--- MATERIAL SHOWN Enclosed Below ---

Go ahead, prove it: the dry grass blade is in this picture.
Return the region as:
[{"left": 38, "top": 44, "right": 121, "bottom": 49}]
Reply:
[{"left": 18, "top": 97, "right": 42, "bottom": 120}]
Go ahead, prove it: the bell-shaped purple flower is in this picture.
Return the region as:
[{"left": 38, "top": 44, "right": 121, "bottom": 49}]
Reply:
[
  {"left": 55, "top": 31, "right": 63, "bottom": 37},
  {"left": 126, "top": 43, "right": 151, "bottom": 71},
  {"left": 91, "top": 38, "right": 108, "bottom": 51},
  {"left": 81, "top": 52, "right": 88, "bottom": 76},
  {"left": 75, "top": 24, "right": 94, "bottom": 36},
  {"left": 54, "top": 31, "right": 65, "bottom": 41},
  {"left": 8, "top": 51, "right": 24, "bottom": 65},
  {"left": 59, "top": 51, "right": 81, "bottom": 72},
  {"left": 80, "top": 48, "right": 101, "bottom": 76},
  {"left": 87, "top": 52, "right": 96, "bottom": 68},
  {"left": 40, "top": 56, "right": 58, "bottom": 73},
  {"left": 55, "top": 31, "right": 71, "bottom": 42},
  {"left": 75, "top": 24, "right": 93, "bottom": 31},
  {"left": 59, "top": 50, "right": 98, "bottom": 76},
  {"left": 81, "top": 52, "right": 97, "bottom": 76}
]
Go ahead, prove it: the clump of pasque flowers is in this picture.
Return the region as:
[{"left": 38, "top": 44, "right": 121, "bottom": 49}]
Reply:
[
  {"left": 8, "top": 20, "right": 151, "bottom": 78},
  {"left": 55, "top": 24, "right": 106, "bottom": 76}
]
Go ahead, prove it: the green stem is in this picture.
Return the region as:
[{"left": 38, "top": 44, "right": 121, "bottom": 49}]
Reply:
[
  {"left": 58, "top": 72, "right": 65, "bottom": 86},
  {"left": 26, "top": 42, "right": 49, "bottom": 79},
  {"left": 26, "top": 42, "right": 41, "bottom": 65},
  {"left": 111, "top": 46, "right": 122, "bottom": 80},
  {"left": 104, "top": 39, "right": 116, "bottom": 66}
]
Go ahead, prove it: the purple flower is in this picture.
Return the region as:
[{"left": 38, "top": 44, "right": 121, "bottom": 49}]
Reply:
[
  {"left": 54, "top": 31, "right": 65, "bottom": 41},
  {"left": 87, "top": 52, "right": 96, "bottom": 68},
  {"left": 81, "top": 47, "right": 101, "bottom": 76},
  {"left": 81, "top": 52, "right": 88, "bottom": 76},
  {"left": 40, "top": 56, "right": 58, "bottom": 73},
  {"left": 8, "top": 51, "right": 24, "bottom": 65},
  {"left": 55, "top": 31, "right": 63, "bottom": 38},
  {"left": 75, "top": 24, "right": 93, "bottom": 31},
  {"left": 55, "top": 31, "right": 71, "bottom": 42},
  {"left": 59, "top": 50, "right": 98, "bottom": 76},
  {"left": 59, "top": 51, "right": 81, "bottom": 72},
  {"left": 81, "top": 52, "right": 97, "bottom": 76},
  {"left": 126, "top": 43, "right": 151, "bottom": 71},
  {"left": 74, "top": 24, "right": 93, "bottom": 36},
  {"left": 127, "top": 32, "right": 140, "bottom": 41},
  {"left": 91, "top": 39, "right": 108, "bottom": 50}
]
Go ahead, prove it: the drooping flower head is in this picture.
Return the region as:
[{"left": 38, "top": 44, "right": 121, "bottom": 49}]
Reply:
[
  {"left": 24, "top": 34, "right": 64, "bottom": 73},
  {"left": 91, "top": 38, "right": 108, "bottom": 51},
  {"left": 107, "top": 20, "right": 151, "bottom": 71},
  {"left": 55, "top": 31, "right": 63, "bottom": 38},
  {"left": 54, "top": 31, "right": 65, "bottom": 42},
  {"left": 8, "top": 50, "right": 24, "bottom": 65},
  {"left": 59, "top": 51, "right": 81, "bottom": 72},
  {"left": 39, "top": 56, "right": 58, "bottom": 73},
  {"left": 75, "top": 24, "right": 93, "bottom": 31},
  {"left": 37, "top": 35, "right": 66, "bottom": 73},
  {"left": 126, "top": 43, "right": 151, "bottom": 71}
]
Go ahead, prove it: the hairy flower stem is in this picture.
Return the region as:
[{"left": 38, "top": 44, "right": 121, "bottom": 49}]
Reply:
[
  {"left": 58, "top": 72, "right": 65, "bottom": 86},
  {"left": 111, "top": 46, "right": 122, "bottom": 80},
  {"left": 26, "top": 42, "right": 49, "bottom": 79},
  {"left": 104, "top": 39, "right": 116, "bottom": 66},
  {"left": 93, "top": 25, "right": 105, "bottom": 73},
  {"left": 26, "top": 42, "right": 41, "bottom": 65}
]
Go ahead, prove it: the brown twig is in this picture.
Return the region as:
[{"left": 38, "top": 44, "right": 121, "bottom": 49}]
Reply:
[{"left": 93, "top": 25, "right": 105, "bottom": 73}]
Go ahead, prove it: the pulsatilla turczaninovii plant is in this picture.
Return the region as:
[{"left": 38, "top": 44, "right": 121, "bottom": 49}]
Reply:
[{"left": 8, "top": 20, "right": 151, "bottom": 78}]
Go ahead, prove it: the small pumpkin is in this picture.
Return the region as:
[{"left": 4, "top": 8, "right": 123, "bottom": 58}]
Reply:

--- End of Enclosed MATERIAL SHOWN ---

- PROMPT: Print only these lines, exactly: the one containing "Go ahead, prove it: the brown" and all after it to the end of the entries.

- YOUR RESPONSE:
Go ahead, prove it: the brown twig is in this picture.
Return the region as:
[{"left": 38, "top": 44, "right": 121, "bottom": 49}]
Reply:
[{"left": 93, "top": 25, "right": 105, "bottom": 73}]
Go ahead, prove it: the pulsatilla turczaninovii plant is in this picture.
Return the region as:
[{"left": 38, "top": 44, "right": 121, "bottom": 49}]
Reply:
[{"left": 8, "top": 20, "right": 151, "bottom": 78}]
Go ahead, prove it: the small pumpkin is in this picture.
Return the region as:
[{"left": 4, "top": 8, "right": 123, "bottom": 58}]
Reply:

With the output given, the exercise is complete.